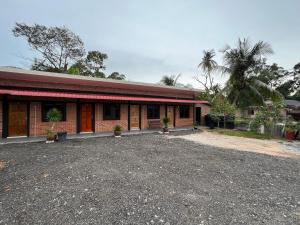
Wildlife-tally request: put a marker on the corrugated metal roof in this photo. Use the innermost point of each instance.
(96, 96)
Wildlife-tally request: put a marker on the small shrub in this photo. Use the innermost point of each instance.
(117, 128)
(166, 121)
(291, 125)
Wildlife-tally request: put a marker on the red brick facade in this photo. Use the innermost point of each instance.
(107, 125)
(80, 89)
(1, 116)
(184, 122)
(38, 128)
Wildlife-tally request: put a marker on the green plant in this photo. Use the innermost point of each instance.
(166, 121)
(243, 88)
(221, 107)
(117, 128)
(267, 116)
(54, 115)
(49, 134)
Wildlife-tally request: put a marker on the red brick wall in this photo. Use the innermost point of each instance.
(184, 122)
(38, 128)
(171, 116)
(107, 125)
(1, 124)
(144, 119)
(205, 109)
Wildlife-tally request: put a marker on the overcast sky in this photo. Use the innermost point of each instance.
(146, 39)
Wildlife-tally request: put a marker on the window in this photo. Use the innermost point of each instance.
(47, 106)
(153, 112)
(184, 111)
(111, 111)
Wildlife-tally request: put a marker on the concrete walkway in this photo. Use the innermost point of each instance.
(21, 140)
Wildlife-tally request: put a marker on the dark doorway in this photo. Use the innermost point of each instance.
--- --- ---
- [Set task]:
Output a faithful copy of the data, with each picture left out.

- [Correct answer]:
Wildlife-tally request: put a marker on the corrugated metal roof in this photo. Use the innermost point of each instance.
(96, 96)
Wildlife-tally request: put a marker on the small shrub in this photo. Use the innermost point of each instance.
(117, 128)
(166, 121)
(291, 125)
Wildlife-tally request: put a marker on the red brick facade in this photo. Use the innermost point of each instance.
(107, 125)
(80, 89)
(1, 116)
(184, 122)
(38, 128)
Wildlife-tally request: put a marker on the green plant in this photo. Use the innermost point of each instance.
(166, 121)
(243, 88)
(221, 107)
(117, 128)
(267, 116)
(54, 115)
(49, 134)
Wildlife-tally request: put a marker on the red brick wall in this photo. Use the innermost point of each instance.
(184, 122)
(38, 128)
(171, 116)
(107, 125)
(1, 124)
(144, 119)
(205, 109)
Wildlife-tally request: put a marker on the overcast sky in this photo. Use the innermost point of each instance.
(146, 39)
Wildlife-tally request: put a marker on the window in this photo. Use the innermost point of each instance.
(47, 106)
(153, 112)
(184, 111)
(111, 111)
Wildlife-tally request: put a marker on the concrete walkway in this photo. Use the innermost point of each instance.
(21, 140)
Wildlife-tally request: put a marker on the dark doorway in this photo. Use the innermost point of each instance.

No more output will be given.